_Selected passage_.
──────

Far Cry 3: Blood Dragon is all bluster & no boom

When James Cameron’s The Terminator released in 1984, I was a three-year-old from the suburbs who somehow hated oranges. Soon I became addicted to drawing muscled aliens destroying skyscrapers à la Rampage. For three straight years, I dressed up as Freddy Krueger for my elementary school Halloween parade. When my older sister popped her Poison cassette tape into the car stereo, I gazed at the cover of Look What The Cat Dragged In and wondered why these ladies sounded so much like dudes.

Finally, when I was old enough to watch Arnold Schwarzenegger and Michael Biehn fight over Linda Hamilton’s unborn child, I scanned the TV Guide and recorded 98% of its 108 minute running time onto a blank VHS tape. The opening title sequence stands as one of my lasting memories as a child, watching the giant letters slowly unfurl across our 4:3 screen over and again.

Far Cry 3: Blood Dragon is a sequel/reskin to the 2012 first-person shooter set in a neon-soaked apocalyptic future heavily under the influence of ‘80s sci-fi/action film nostalgia. I thought the two would meet and immediately fall in lovemy childhood, entrenched in cybernetic organisms and glowing red eyes under glass, and this game, with a cheeky trailer as if produced by Lou Scheimer and playing from an old VCR. But one grew up and the other didn’t, and I’m left remembering why so much of today’s modern games have left me as cold and uninterested as a humanoid machine walking down an Old Country Buffet line.

──────

_Information provided_.
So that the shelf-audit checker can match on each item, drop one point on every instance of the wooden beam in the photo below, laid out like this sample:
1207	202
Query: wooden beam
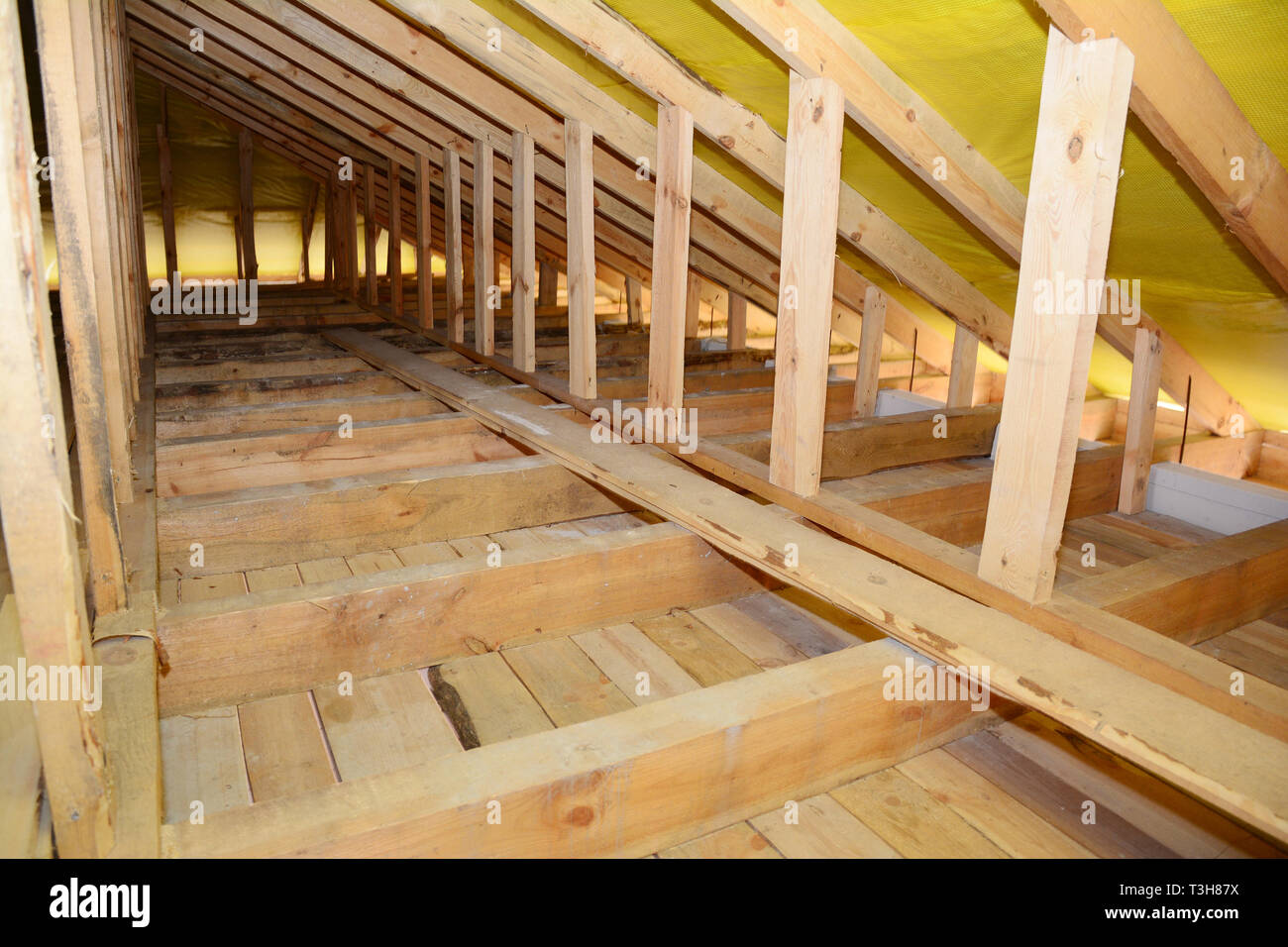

──────

_Goal_. Please return the Blood Dragon review above in full, word for word.

_Response to the task_.
Far Cry 3: Blood Dragon is all bluster & no boom

When James Cameron’s The Terminator released in 1984, I was a three-year-old from the suburbs who somehow hated oranges. Soon I became addicted to drawing muscled aliens destroying skyscrapers à la Rampage. For three straight years, I dressed up as Freddy Krueger for my elementary school Halloween parade. When my older sister popped her Poison cassette tape into the car stereo, I gazed at the cover of Look What The Cat Dragged In and wondered why these ladies sounded so much like dudes.

Finally, when I was old enough to watch Arnold Schwarzenegger and Michael Biehn fight over Linda Hamilton’s unborn child, I scanned the TV Guide and recorded 98% of its 108 minute running time onto a blank VHS tape. The opening title sequence stands as one of my lasting memories as a child, watching the giant letters slowly unfurl across our 4:3 screen over and again.

Far Cry 3: Blood Dragon is a sequel/reskin to the 2012 first-person shooter set in a neon-soaked apocalyptic future heavily under the influence of ‘80s sci-fi/action film nostalgia. I thought the two would meet and immediately fall in lovemy childhood, entrenched in cybernetic organisms and glowing red eyes under glass, and this game, with a cheeky trailer as if produced by Lou Scheimer and playing from an old VCR. But one grew up and the other didn’t, and I’m left remembering why so much of today’s modern games have left me as cold and uninterested as a humanoid machine walking down an Old Country Buffet line.